また、読者にまったく価値を提供できない本を出してしまうことは、
著者のブランディグにとってもマイナスです。
しかし結論から言えば、
「実力と本は同時進行が一番効率が良い」のです。
なぜなら、本を出そうと考えることは、成長を加速させるから。
近年の読書術の本のトレンドに、「アウトプットを前提にしよう」というものがありましたが、
目的意識は、質の良いインプットを、大量に行うことにつながります。
忙しくてなかなか読書量を増やせない人でも、本を出そうと考えている人は、
自然と気になる本にアンテナが立ち、手に取って読む習慣を続けられるのですね。
また、商業出版の本というものは、思っているほど「自分の話」だけでは済みません。
読者のレベルや嗜好に併せて、いろいろな角度から、さまざまな事例を集めておくことも必要です。
だから「本を書くだけの実力がついた」と思っても、そこからさらにインプットが必要だったりして、
結局は「もっと前から準備しておくべきだった」となりがちなのですね。
そう考えると、「もう本を出せる」と思う「前」に、本を出そうと考えることが、実は著者への最短距離。
本を出したいと思ったら、ぜひ臆せずにチャレンジしていきましょう。
2017/10/19過去のノウハウ分析は"ほどほど"でよい理由
こんにちは、樺木宏です。
さて、出版ノウハウをお伝えし続けて久しいこのメールマガジンですが、
「こうすれば絶対上手くいく!」
という内容は、あまりお伝えしないようにしています。
なぜかと言うと、
「実は、文章化できることは少ない」からです。
いいかえると、すでに出ている本がなぜ売れたのか、といった検証はある程度ロジカルにできるのですが、
新しい企画を考える、という「仮説立案や課題発見」は、ある意味アートです。
そこで過去の本から得られた分析結果をお伝えしても、それとこれとは話が別、ということで、
あまり機能しないことも多いのですね。
すでに起ったことを説明できる能力はもちろん大切ですが、もっと大事なのは、
これから考えるあなたの企画を、いかにより良いものにするか。
もちろん、必要最低限知っておくべきノウハウは、確かにあります。
でもあまりそれにこだわりすぎても、かえって柔軟な企画考案の足をひっぱることもありますから、
「ほどほど」が一番。
企画を考案し、本を出していくことはまさに温故知新。
昔の本の知識を活かしながらも、そこから新しい知識・売れる企画を見いだしていきたいですね。
2017/09/28企画力は、たとえば"金棒"のようなもの
こんにちは、樺木宏です。
次々と出版される本をみていて、「もったいないな」と思う事があります。
それは、「スゴい実績の著者さんほど、企画は普通」ということ。
というのも、一般に、出版社側との力関係で、著者のほうが強くなればなるほど、
「著者が書きたいと思ったことがそのまま本になる」
という傾向があるのです。
相手が有名著者であれば、出版社も意見を押し通すことは出来ないでしょうし、
書く側の著者の方も、こういう本なら出していいよ、という感じになるもの。

※ ※ ※

● やるべきこと:
1 > 本の出版についての文章を読んで、次の問いに答えてください。
(a) 実力と本は、どう進めるのが一番効率が良いとされていますか。
(b) 新しい企画を考えるという「仮説立案や課題発見」は、ある意味で何だと述べられていますか。
(c) 「スゴい実績の著者さん」ほど、企画はどうだと言われていますか。
2 > 次の各文は、本の出版についての文章の内容と合っていますか。それぞれ「はい」か「いいえ」で答え、判断の根拠となる本文の語句をそのまま引用してください。
(a) 筆者は「こうすれば絶対上手くいく!」という内容を多く伝えている。
(b) 商業出版の本は「自分の話」だけで済む。
(c) すでに出ている本がなぜ売れたのかの検証は、ある程度ロジカルにできる。
3 > 本の出版についての文章を、最後の文に続けて書き進めてください。

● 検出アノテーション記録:
※ ※ ※

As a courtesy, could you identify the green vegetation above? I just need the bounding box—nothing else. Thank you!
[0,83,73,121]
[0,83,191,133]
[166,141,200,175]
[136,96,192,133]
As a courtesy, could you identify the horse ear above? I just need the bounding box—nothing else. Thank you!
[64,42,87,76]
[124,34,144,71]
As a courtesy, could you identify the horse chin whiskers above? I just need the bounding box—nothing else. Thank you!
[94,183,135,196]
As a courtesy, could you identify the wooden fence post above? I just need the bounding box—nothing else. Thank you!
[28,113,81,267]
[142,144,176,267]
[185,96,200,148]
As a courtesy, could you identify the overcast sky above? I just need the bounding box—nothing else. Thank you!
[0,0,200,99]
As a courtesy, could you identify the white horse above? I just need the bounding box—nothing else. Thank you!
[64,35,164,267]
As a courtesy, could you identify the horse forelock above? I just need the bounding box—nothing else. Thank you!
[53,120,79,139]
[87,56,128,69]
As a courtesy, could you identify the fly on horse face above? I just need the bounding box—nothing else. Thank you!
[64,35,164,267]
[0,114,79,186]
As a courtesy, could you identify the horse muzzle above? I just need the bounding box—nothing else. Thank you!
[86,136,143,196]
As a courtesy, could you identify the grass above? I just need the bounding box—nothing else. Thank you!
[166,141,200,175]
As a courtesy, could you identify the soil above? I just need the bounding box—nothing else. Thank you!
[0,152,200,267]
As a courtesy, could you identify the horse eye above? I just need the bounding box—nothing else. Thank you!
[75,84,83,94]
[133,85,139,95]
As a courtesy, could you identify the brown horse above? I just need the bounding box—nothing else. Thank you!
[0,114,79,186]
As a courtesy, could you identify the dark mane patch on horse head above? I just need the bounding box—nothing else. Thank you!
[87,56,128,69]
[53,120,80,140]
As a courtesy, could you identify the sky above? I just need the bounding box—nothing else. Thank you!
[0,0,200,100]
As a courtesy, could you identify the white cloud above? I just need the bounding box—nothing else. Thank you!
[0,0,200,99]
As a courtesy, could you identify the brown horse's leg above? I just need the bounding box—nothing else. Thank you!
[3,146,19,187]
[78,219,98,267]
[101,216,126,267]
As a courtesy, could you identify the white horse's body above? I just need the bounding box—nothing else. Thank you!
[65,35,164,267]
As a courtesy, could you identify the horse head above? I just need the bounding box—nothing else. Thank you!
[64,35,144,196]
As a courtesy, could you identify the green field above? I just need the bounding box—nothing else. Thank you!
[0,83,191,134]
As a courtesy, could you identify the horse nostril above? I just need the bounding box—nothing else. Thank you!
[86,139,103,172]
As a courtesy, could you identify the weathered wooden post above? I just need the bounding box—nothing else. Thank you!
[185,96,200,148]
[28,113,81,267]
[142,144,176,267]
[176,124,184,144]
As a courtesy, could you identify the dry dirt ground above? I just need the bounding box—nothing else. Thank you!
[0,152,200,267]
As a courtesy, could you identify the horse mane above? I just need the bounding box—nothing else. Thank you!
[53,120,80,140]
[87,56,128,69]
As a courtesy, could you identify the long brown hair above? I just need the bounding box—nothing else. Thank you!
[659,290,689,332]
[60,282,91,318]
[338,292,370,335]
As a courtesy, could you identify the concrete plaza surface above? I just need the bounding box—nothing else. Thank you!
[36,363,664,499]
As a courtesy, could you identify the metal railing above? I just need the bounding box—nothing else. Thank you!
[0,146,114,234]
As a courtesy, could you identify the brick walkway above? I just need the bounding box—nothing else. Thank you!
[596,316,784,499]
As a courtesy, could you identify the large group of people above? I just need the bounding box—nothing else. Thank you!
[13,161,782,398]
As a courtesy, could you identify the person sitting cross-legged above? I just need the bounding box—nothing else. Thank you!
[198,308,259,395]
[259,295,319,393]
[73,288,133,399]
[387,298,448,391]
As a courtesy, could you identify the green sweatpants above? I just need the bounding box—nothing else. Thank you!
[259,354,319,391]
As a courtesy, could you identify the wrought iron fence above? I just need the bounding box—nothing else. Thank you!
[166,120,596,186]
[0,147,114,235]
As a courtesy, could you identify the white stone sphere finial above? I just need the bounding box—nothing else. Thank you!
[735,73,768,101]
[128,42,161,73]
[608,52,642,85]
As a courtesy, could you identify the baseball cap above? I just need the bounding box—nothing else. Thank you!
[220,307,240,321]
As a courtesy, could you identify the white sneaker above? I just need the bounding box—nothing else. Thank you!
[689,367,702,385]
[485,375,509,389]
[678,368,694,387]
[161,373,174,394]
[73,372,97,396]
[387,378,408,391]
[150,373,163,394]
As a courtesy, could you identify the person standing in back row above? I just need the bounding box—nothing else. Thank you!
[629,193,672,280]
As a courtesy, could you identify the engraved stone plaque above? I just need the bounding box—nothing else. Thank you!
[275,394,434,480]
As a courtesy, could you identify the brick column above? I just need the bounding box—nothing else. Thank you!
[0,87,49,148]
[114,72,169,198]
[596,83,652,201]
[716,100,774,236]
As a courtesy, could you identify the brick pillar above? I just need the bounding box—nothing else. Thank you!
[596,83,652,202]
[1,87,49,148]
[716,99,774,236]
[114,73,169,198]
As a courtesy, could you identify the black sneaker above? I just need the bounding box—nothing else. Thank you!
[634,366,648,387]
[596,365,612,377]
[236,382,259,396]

※ ※ ※

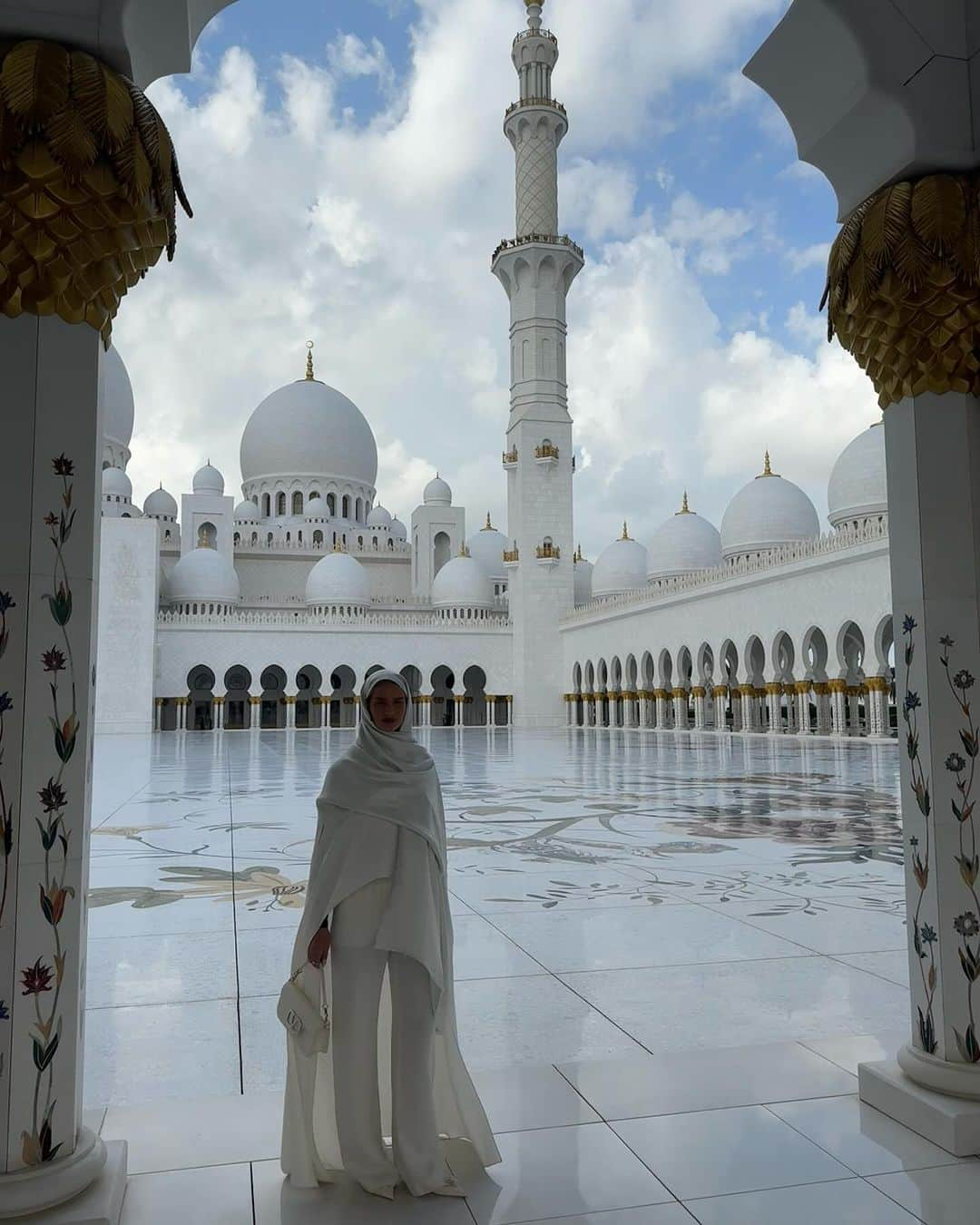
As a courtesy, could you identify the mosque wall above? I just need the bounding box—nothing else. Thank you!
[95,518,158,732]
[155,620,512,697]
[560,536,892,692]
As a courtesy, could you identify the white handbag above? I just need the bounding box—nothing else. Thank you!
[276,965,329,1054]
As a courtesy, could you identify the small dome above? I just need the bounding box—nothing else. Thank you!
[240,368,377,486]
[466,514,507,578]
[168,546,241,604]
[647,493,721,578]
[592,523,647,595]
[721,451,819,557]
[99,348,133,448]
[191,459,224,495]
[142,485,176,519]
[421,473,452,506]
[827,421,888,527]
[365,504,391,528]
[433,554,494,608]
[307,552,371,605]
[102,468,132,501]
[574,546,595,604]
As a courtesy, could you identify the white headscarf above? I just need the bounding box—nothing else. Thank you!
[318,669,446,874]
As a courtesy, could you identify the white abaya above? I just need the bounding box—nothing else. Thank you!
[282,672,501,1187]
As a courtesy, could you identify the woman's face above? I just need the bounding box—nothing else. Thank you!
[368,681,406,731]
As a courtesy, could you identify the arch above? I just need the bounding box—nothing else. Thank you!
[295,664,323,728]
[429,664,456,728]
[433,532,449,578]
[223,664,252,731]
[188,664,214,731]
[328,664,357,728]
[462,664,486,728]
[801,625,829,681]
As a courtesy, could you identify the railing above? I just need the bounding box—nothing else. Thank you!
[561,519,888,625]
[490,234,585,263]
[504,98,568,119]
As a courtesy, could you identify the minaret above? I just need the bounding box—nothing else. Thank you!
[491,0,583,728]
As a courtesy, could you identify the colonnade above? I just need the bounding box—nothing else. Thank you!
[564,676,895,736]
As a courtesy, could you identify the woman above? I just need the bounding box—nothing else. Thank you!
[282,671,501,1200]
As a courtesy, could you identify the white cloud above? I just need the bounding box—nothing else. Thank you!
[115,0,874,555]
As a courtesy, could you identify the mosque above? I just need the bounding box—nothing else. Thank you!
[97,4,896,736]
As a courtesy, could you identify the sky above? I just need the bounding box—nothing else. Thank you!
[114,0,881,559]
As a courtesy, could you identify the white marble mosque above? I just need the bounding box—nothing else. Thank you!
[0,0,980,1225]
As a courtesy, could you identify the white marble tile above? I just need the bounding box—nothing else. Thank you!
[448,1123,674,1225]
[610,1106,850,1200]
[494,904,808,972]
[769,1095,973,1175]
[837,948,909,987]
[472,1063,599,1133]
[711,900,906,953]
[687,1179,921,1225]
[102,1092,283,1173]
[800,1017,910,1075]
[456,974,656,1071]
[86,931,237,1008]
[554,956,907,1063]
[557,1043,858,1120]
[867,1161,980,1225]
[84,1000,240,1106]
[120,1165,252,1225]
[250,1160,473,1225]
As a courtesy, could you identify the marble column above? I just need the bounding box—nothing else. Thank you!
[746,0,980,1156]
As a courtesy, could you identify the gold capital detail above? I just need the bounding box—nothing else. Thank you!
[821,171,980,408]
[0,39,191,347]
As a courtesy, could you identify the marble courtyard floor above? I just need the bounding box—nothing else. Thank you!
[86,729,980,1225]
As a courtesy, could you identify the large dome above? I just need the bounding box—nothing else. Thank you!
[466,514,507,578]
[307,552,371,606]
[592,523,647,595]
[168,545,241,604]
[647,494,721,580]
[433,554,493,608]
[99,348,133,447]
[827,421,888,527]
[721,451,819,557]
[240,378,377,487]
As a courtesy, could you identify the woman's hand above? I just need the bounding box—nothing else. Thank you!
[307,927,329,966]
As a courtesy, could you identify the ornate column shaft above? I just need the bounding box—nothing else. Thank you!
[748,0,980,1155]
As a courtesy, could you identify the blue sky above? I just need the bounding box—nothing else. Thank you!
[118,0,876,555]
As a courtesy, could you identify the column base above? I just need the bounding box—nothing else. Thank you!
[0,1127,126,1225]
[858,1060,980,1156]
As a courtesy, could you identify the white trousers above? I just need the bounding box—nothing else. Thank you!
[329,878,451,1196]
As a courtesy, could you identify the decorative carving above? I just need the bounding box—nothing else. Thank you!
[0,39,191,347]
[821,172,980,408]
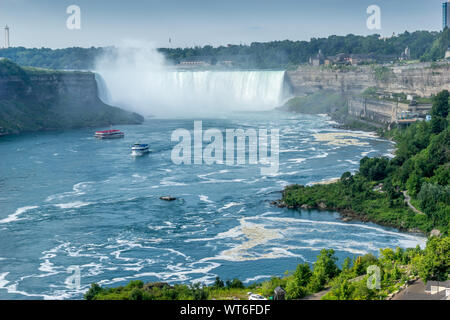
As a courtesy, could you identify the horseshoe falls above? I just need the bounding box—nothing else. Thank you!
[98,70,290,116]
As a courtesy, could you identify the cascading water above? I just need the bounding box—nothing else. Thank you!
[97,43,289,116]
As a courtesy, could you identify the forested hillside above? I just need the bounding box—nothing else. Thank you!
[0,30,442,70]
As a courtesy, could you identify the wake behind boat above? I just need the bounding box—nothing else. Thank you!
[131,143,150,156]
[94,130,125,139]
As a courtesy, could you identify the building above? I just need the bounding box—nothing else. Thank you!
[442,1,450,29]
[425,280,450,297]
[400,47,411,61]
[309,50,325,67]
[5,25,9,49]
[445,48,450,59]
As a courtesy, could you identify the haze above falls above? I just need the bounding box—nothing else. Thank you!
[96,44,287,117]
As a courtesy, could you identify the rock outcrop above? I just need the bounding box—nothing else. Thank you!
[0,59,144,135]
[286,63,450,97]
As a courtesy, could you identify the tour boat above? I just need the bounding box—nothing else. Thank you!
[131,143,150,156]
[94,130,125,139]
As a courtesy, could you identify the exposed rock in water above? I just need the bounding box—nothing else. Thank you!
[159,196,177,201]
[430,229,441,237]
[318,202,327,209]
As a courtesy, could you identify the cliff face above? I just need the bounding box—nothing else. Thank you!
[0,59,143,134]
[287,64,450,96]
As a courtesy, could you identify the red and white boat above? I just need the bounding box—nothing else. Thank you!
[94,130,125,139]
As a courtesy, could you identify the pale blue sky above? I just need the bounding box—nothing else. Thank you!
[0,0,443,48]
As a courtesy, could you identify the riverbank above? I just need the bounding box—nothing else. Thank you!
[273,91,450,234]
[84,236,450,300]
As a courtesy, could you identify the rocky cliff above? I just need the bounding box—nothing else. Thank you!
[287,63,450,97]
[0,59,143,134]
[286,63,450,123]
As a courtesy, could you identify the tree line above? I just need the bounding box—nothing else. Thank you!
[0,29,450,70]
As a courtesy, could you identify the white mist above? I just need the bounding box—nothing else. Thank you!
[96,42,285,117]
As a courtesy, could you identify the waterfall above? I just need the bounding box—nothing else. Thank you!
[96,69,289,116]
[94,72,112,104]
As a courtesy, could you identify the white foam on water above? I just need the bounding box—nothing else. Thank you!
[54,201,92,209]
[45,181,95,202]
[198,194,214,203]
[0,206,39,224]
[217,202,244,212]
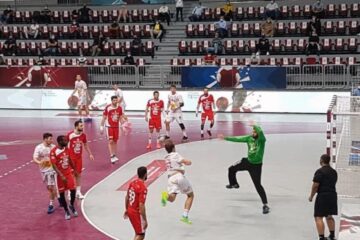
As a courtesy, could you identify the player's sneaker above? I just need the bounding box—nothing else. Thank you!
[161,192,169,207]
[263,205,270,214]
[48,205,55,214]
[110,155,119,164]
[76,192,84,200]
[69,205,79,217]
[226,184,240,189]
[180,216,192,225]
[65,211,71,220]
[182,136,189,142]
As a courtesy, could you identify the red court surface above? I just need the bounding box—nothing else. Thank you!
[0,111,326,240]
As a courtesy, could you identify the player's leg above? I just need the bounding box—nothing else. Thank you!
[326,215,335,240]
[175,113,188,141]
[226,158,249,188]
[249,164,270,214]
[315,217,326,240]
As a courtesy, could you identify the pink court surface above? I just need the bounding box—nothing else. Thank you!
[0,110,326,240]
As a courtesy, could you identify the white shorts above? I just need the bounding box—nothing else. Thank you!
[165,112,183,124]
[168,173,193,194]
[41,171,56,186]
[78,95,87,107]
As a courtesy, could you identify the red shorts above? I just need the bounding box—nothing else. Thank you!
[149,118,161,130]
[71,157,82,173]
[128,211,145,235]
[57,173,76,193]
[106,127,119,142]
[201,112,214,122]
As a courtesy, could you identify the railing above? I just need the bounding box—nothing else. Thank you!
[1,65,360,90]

※ ※ ※

● 設問別の解答:
1 >
(a) 同時進行
(b) アート
(c) 普通

2 >
(a) いいえ。「という内容は、あまりお伝えしないようにしています」
(b) いいえ。「思っているほど「自分の話」だけでは済みません」
(c) はい。「すでに出ている本がなぜ売れたのか、といった検証はある程度ロジカルにできる」

3 >
そうなると、力の強い側の意見が、そのまま通ってしまいがちなのですね。
ただ、それはとても勿体ないこと。
なぜなら、企画は金棒のようなものだからです。
著者の力量や実績が「鬼のようにスゴい」としても、
優れた企画という「金棒」をもてば、もっと凄いことになるからです。
言い換えれば、鬼のように強いからといって、素手で戦う必要はない、ということ。
専門分野で優れている、ファンが多い、販売力がある。
それらの強みに優れた企画が加われば、まさに「鬼に金棒」なのですね。
新人著者から、スゴい実績の人まで、商業出版では「企画」は常に味方です。
2017/09/07年をとればとるほど、著者としては強くなる
こんにちは、樺木宏です。
早く本を出したい、というのはよく聞く話ですね。
同年代のライバルが商業出版で本をだしていると、焦る気持ちもわからないではありません。
しかし、本を出すのに、焦る必要は全くありません。
なぜなら、年をとればとるほど、"良い本"が書けることは、脳のしくみからも明らかだからです。
よく脳は若い頃に完成して、あとは神経細胞が減っていくだけ、というような俗説を聞きますが、
それは完全に間違い。
脳の神経細胞は、再生して増えるものもあるのです。
さらには脳は、30過ぎてから「つながりを発見する能力」が飛躍的に伸びます。
一見なんの関係ない物事同士を、つなげる力です。
脳の中で、すでに構築したネットワークをどんどん密にしていくということでもあります。
そしてそのことは、商業出版に欠かせない「アイデアの発想」や、
実生活に結びついた「論理的思考」に、直結しているのですね。
だから著者としての力量は、30歳を超えてから伸び始める。
さらに言えば、その後年をとればとるほど、能力が増していくのです。
例えば、「オヤジギャグ」という言葉がありますね。
これは中年になると物事のつながりに気づきやすくなり、
その気づきの嬉しさのあまり、そのまま口に出してしまう、
という脳の働きでしょう。
もちろん、あなたにはギャグを口にする前に、一呼吸おいて、
客観的に面白いかどうかをチェックして欲しいところですが・・・
ともあれ、著者になるのに"遅い"ということはあり得ません。
むしろ、優れた脳の働きと、積み重ねた経験の力を活かして、
満を持して「良い本」がつくりやすくなるのですから。
年をとればとるほど、著者としては強くなる。
納得のいく本が、商業出版で出せるようになる。
ご参考になれば幸いです。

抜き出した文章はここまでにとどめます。